» Problem requirements: Can the data below be echoed back word for word?

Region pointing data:
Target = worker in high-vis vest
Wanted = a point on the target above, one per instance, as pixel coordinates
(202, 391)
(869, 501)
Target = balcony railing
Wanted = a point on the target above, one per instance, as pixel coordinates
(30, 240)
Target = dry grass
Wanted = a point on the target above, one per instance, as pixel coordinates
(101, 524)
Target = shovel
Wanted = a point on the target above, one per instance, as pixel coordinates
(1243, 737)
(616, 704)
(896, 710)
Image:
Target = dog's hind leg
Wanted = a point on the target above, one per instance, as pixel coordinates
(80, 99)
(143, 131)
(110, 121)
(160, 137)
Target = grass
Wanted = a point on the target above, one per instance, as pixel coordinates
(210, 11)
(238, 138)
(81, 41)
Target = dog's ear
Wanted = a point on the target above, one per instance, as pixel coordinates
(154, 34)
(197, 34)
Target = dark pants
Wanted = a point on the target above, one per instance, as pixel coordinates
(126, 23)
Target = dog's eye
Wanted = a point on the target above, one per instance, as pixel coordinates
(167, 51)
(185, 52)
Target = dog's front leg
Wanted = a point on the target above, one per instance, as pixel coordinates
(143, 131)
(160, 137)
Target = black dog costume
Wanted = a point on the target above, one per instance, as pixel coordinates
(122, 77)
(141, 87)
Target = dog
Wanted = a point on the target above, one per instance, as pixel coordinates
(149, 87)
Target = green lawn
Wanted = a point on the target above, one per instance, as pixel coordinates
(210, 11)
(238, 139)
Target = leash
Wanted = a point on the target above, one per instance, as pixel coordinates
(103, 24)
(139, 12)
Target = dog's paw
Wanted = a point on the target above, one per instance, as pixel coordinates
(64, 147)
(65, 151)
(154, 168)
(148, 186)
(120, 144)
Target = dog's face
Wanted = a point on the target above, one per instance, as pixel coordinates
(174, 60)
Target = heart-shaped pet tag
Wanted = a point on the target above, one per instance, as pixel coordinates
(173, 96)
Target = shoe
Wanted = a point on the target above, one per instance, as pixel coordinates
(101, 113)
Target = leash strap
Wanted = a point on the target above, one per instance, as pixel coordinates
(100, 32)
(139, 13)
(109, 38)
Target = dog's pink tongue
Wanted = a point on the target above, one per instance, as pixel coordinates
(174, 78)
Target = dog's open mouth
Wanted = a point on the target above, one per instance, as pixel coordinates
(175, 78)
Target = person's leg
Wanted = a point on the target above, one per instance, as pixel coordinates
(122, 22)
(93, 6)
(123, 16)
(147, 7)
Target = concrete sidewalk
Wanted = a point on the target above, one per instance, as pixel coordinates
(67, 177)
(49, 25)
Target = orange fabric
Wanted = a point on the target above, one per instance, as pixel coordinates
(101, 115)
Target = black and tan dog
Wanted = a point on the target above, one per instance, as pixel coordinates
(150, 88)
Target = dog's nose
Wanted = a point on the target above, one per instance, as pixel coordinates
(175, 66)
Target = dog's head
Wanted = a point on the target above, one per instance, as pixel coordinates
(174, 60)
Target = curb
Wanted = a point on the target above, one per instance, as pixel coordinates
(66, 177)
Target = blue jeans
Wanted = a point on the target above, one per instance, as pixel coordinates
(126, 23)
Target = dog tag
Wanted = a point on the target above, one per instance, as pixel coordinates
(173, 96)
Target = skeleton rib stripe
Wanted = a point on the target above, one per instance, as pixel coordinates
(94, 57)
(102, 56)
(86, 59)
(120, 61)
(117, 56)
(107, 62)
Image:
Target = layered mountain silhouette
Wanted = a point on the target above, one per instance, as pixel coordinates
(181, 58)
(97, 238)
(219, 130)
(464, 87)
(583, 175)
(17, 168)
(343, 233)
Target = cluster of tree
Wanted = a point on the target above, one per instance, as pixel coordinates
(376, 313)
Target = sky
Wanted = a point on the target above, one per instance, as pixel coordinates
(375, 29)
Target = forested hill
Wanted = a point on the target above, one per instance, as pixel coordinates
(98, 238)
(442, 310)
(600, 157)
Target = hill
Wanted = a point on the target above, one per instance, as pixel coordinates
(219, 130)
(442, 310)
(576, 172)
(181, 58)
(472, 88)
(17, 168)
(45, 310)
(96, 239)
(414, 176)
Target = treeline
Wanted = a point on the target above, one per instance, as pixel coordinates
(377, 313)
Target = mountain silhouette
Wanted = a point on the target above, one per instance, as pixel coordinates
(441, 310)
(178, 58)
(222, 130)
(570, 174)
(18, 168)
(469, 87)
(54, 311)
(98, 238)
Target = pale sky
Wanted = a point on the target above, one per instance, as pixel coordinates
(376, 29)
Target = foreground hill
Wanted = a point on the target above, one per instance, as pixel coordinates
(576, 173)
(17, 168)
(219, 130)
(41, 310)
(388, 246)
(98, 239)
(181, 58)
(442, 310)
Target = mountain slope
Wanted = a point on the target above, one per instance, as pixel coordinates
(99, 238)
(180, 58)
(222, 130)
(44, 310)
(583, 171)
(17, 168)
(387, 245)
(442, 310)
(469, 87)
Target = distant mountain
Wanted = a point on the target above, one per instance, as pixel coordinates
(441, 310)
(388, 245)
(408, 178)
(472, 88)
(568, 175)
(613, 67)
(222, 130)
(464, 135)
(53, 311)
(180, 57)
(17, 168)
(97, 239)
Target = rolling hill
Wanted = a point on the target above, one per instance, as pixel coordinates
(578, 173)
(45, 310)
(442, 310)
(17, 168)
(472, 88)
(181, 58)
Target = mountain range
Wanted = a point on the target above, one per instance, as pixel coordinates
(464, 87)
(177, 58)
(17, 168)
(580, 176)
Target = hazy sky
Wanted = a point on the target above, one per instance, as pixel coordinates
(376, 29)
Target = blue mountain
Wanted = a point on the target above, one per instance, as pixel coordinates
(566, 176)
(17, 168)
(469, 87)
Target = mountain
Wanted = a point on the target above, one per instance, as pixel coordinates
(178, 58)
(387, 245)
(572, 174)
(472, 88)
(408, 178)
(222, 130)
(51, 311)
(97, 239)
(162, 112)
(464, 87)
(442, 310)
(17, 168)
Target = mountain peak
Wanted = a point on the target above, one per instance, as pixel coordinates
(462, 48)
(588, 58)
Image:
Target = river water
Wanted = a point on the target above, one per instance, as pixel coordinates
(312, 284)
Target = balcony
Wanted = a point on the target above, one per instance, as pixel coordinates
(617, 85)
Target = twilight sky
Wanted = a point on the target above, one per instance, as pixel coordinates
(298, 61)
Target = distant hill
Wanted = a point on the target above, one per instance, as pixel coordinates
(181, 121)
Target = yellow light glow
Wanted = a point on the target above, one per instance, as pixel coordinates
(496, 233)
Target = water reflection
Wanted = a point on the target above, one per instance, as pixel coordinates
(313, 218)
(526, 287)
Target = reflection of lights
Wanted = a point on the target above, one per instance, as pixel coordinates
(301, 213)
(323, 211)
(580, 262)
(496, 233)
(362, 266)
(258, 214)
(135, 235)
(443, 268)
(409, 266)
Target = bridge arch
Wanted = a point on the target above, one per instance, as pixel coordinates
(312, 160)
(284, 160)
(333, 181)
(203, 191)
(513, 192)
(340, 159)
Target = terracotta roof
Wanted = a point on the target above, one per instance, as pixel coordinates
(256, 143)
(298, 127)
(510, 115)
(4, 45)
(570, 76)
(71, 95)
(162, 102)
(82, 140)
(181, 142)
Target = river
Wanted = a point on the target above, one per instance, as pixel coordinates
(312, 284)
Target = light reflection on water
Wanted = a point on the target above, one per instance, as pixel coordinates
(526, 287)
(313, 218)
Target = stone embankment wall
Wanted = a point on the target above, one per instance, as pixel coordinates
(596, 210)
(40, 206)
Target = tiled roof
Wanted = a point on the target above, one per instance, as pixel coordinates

» Reply to the exercise:
Target = worker in high-vis vest
Wanted = a point on the target above, one per instance, as pixel coordinates
(202, 391)
(869, 501)
Target = balcony railing
Wanted = a point on the target above, one per instance, as pixel coordinates
(30, 240)
Target = dry grass
Wanted = a point on the target above, one per instance, as pixel coordinates
(101, 524)
Target = shovel
Wanted = a point on the target above, one per instance, as pixel coordinates
(1243, 737)
(616, 704)
(896, 710)
Image:
Target = dog's hind leg
Wanted = a point on the target above, one per instance, as pixel coordinates
(80, 99)
(143, 131)
(110, 121)
(160, 137)
Target = grass
Wanted = a point on the target above, one per instance, as pixel coordinates
(210, 11)
(238, 138)
(81, 41)
Target = dog's ear
Wanted = a point on the target above, one per instance, as pixel coordinates
(154, 34)
(197, 34)
Target = dark pants
Wanted = a point on the target above, one per instance, as pixel coordinates
(126, 23)
Target = dog's eye
Wanted = a point on the target above, one per instance, as pixel coordinates
(167, 51)
(185, 52)
Target = dog's front leg
Wanted = a point on the target above, one per instance, as pixel coordinates
(143, 131)
(160, 137)
Target = black dog costume
Wanted = a point on the target above, one per instance, as pixel coordinates
(122, 77)
(141, 87)
Target = dog
Wanted = a point on the target above, one per instance, as pixel coordinates
(149, 87)
Target = green lawn
Wanted = a point on the target above, one per instance, as pixel coordinates
(210, 11)
(238, 139)
Target = leash
Wanted = a point on the target above, one per instance, as pixel coordinates
(103, 24)
(139, 12)
Target = dog's paw
Wanted = a point on the target above, one per instance, as pixel coordinates
(64, 147)
(65, 151)
(154, 168)
(148, 186)
(120, 144)
Target = dog's face
Wanted = a point on the target above, one per instance, as pixel coordinates
(174, 60)
Target = heart-shaped pet tag
Wanted = a point on the target above, one per instance, as pixel coordinates
(173, 96)
Target = shoe
Wanted = a point on the target above, one per instance, as pixel coordinates
(101, 113)
Target = leash strap
Wanted = a point on the target above, one per instance, as pixel coordinates
(100, 32)
(139, 13)
(109, 38)
Target = dog's pink tongue
Wanted = a point on the target above, one per instance, as pixel coordinates
(174, 78)
Target = dog's open mouth
Wanted = a point on the target above, one per instance, as pixel coordinates
(175, 78)
Target = person's leg
Wanted = a point on the target above, one per instance, as pixel coordinates
(122, 22)
(93, 6)
(123, 16)
(147, 7)
Target = concrete sidewalk
Wanted = a point on the target above, one per instance, as pixel coordinates
(67, 177)
(49, 25)
Target = orange fabric
Wanted = a point on the target above, one per instance, as pixel coordinates
(101, 115)
Target = black and tan dog
Wanted = a point on the target above, one per instance, as pixel coordinates
(150, 88)
Target = dog's nose
Wanted = a point on the target above, one per instance, as pixel coordinates
(175, 66)
Target = dog's head
Wanted = a point on the target above, one per instance, as pixel coordinates
(174, 60)
Target = curb
Wanted = a point on the target above, one per instance, as pixel coordinates
(66, 177)
Target = blue jeans
Wanted = a point on the target above, one per instance, as pixel coordinates
(126, 23)
Target = dog tag
Wanted = a point on the target above, one per instance, as pixel coordinates
(173, 96)
Target = skeleton rib stripe
Wanted = a point on the target above, one per instance, as pixel coordinates
(94, 57)
(102, 56)
(86, 59)
(120, 61)
(117, 56)
(107, 62)
Image:
Target = layered mountain silhouette
Wanted = a point on the target above, one per instance, as pixel coordinates
(181, 58)
(97, 238)
(219, 130)
(464, 87)
(583, 175)
(17, 168)
(343, 233)
Target = cluster of tree
Wanted = a point on the target above, one per instance, as pixel coordinates
(376, 313)
Target = sky
Wanted = a point on the target above, one per instance, as pixel coordinates
(375, 29)
Target = forested hill
Wanted = a point on the target above, one per instance, as pixel coordinates
(98, 238)
(442, 310)
(600, 157)
Target = hill
Wanted = a point on the target above, one per instance, as pixel coordinates
(219, 130)
(442, 310)
(576, 172)
(181, 58)
(472, 88)
(17, 168)
(45, 310)
(96, 239)
(414, 176)
Target = treeline
Wanted = a point on the target above, one per instance, as pixel coordinates
(377, 313)
Target = mountain silhouette
Wanted = a point on the target above, one per instance, as pixel coordinates
(441, 310)
(178, 58)
(222, 130)
(570, 174)
(18, 168)
(469, 87)
(54, 311)
(98, 238)
Target = pale sky
Wanted = a point on the target above, one per instance, as pixel coordinates
(376, 29)
Target = foreground hill
Wanted = a point on the target above, one per instance, as pixel coordinates
(576, 173)
(17, 168)
(219, 130)
(41, 310)
(388, 246)
(98, 239)
(181, 58)
(442, 310)
Target = mountain slope
Wanted = a point on the target above, one per instance, as pixel coordinates
(99, 238)
(180, 58)
(222, 130)
(44, 310)
(583, 171)
(17, 168)
(387, 245)
(442, 310)
(469, 87)
Target = distant mountain
Wanted = a point on the target above, one per instance, as pixel coordinates
(441, 310)
(388, 245)
(408, 178)
(472, 88)
(568, 175)
(613, 67)
(222, 130)
(464, 135)
(53, 311)
(180, 57)
(17, 168)
(97, 239)
Target = rolling hill
Wanted = a point on the target above, one per instance, as pixel coordinates
(578, 173)
(45, 310)
(442, 310)
(17, 168)
(472, 88)
(181, 58)
Target = mountain range
Wanted = a point on the target above, one per instance, as pixel coordinates
(464, 87)
(177, 58)
(17, 168)
(580, 176)
Target = hazy sky
Wanted = a point on the target above, one per instance, as pixel coordinates
(376, 29)
Target = blue mountain
Wanted = a point on the target above, one per instance, as pixel coordinates
(566, 176)
(17, 168)
(469, 87)
Target = mountain
Wanted = a point on the target above, one per instance, as pixel coordinates
(178, 58)
(387, 245)
(572, 174)
(472, 88)
(408, 178)
(222, 130)
(51, 311)
(97, 239)
(162, 112)
(464, 87)
(442, 310)
(17, 168)
Target = mountain peak
Wanted = a point on the target above, one per instance, as pixel coordinates
(462, 48)
(588, 58)
Image:
Target = river water
Wanted = a point on the target above, one per instance, as pixel coordinates
(312, 284)
Target = balcony
Wanted = a point on the target above, one per instance, as pixel coordinates
(617, 85)
Target = twilight sky
Wanted = a point on the target above, one per instance, as pixel coordinates
(298, 61)
Target = distant hill
Wanted = a point on the target above, one per instance, as pixel coordinates
(181, 121)
Target = yellow light glow
Wanted = a point on the target above, one per instance, as pixel coordinates
(496, 233)
Target = water reflection
Wanted = a point on the target above, one per instance, as pixel coordinates
(313, 218)
(526, 287)
Target = reflection of lights
Wanted = a point on the target above, one per instance, as pixel coordinates
(301, 213)
(323, 211)
(580, 262)
(496, 233)
(362, 266)
(258, 214)
(135, 235)
(443, 268)
(409, 266)
Target = bridge arch
Wanted = a point on the target above, one per instance, as pixel coordinates
(312, 160)
(284, 160)
(333, 181)
(203, 191)
(513, 192)
(340, 159)
Target = terracotta roof
Wanted = a point on the target above, one per instance, as pixel coordinates
(256, 143)
(298, 127)
(510, 115)
(4, 45)
(570, 76)
(71, 95)
(162, 102)
(82, 140)
(181, 142)
Target = river
Wanted = a point on the target above, one per instance, as pixel coordinates
(312, 284)
Target = light reflection on water
Wanted = a point on the target above, one per instance, as pixel coordinates
(526, 287)
(313, 218)
Target = stone embankment wall
Wanted = a point on the target above, one per instance, as pixel coordinates
(596, 210)
(40, 206)
Target = tiled roof
Wanted = a point on the target above, one per instance, as pixel coordinates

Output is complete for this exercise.